----- Listing -----

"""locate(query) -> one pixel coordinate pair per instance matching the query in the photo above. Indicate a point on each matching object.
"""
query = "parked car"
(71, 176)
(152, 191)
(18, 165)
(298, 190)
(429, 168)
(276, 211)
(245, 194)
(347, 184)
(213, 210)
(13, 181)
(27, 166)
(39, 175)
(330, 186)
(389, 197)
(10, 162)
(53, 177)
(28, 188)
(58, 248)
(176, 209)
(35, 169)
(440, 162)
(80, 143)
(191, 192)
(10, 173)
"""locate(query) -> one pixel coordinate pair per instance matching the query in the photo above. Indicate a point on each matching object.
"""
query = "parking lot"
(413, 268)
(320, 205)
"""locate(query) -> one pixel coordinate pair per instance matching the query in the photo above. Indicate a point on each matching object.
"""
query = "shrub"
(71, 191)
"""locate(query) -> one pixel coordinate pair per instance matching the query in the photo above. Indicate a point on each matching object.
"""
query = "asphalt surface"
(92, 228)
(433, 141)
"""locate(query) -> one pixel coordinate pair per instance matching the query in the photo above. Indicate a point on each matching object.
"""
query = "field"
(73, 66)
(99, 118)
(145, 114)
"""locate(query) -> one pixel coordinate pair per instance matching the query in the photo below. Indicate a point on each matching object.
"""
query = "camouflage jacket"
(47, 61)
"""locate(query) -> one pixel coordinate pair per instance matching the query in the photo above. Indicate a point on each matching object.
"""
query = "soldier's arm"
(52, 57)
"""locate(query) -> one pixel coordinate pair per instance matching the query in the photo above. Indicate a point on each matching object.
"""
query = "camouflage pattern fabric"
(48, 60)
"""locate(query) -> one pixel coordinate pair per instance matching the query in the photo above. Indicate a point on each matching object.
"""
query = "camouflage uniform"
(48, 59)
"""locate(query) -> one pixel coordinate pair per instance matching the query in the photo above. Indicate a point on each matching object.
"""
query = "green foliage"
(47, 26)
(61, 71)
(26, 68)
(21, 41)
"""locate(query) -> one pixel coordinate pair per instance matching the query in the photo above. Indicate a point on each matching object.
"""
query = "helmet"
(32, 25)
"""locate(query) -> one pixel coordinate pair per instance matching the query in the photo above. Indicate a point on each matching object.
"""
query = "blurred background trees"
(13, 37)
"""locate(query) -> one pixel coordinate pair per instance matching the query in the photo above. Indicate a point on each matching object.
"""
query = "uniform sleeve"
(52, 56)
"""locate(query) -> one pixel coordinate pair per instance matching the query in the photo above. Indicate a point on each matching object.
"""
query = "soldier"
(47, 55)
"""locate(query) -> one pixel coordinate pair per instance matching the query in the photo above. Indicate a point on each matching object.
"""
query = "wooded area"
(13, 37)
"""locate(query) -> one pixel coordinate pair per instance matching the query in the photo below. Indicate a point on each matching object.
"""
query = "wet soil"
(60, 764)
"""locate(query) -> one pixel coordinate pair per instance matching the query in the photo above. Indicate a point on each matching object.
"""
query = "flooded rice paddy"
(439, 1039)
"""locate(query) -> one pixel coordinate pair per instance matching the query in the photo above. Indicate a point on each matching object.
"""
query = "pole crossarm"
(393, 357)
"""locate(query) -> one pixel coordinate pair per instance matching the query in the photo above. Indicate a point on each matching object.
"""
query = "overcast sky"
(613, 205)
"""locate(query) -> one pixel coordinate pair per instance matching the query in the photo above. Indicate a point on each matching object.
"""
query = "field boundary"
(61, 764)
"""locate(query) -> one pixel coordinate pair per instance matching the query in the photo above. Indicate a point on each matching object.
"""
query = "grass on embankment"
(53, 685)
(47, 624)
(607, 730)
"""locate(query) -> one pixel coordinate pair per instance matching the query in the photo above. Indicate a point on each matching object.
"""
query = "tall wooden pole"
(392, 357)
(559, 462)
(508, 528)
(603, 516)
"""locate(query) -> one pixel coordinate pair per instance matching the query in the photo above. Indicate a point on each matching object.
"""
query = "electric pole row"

-----

Give the complete listing a second time, exactly as it reads.

"""locate(query) -> one pixel coordinate pair per instance matching the query in the photo above. Indicate a point on each matching object.
"""
query = "parked car"
(71, 176)
(152, 191)
(18, 165)
(298, 190)
(429, 168)
(276, 211)
(245, 194)
(347, 184)
(213, 210)
(13, 181)
(27, 166)
(39, 175)
(330, 186)
(389, 197)
(10, 162)
(53, 177)
(28, 188)
(58, 248)
(176, 209)
(35, 169)
(440, 162)
(80, 143)
(191, 192)
(10, 173)
"""locate(query) -> one pixel coordinate pair per instance matching the query in the photo above. Indicate a point on each matching object.
"""
query = "parking lot"
(413, 268)
(320, 205)
"""locate(query) -> one pixel coordinate pair per instance matching the query in the photo above. Indicate a point on each matching object.
"""
query = "shrub"
(71, 191)
"""locate(query) -> one pixel coordinate pair per instance matching the query in the photo above. Indicate a point on each matching object.
"""
query = "asphalt surface"
(92, 228)
(433, 141)
"""locate(query) -> one pixel coordinate pair per instance matching the query in the photo above. Indicate a point on each matching object.
"""
query = "field"
(73, 66)
(99, 118)
(145, 114)
"""locate(query) -> one pixel coordinate pair per instance matching the query in the photo below. Indicate a point on each matching object.
"""
query = "camouflage jacket"
(47, 61)
"""locate(query) -> one pixel coordinate pair per instance matching the query in the photo above. Indicate a point on each matching object.
"""
query = "soldier's arm"
(52, 57)
"""locate(query) -> one pixel coordinate pair per instance matching the query in the photo above. Indicate a point on each matching object.
"""
query = "camouflage pattern fabric"
(48, 60)
"""locate(query) -> one pixel coordinate pair per instance matching the query in the photo above. Indicate a point on each matching object.
"""
query = "camouflage uniform"
(48, 59)
"""locate(query) -> one pixel coordinate pair per instance matching the query in the photo above. Indicate a point on each matching object.
"""
query = "green foliage"
(47, 26)
(61, 71)
(26, 68)
(21, 41)
"""locate(query) -> one pixel coordinate pair per instance matching the query in the photo above. Indicate a point on each matching object.
"""
query = "helmet"
(32, 25)
"""locate(query) -> one pixel coordinate pair per instance matching the query in the photo above. Indicate a point on each matching object.
"""
query = "blurred background trees"
(13, 37)
"""locate(query) -> one pixel coordinate pair per instance matching the query in the photo above. Indicate a point on each matching object.
"""
query = "uniform sleeve"
(52, 56)
"""locate(query) -> one pixel coordinate pair per instance matching the query in the photo above. Indicate a point on each matching object.
"""
query = "soldier"
(47, 55)
"""locate(query) -> one pixel coordinate pair per instance matching the query in the photo above. Indicate a point on each matching object.
"""
query = "wooded area"
(13, 37)
"""locate(query) -> one pixel coordinate pair per instance matching the query in the photo below. Indicate a point on each matching object.
"""
query = "wet soil"
(60, 764)
"""locate(query) -> one pixel coordinate pair per instance matching the query in the photo above. Indicate a point on each matching object.
"""
query = "flooded rice paddy"
(439, 1039)
"""locate(query) -> one pixel coordinate pair per instance matching the query in the photo above. Indicate a point on each matching object.
"""
query = "pole crossarm"
(393, 357)
"""locate(query) -> one pixel coordinate pair per instance matching the query in the photo above. Indicate a point on each matching object.
"""
query = "overcast sky"
(613, 205)
"""locate(query) -> one pixel coordinate pair per instance matching the query in the photo above. Indicate a point on each matching object.
"""
query = "field boundary"
(61, 764)
"""locate(query) -> one pixel coordinate pair per instance matching the query in the photo above. Indicate a point on each matching object.
"""
query = "grass on embankment"
(53, 685)
(47, 624)
(607, 730)
"""locate(query) -> one pixel coordinate pair per instance matching the query in the photo above. Indicate a point on each matching object.
"""
query = "tall wooden pole"
(392, 357)
(559, 462)
(508, 528)
(603, 516)
"""locate(query) -> one pixel coordinate pair per instance matching the query in the photo above. Indicate a point on each matching object.
"""
query = "electric pole row"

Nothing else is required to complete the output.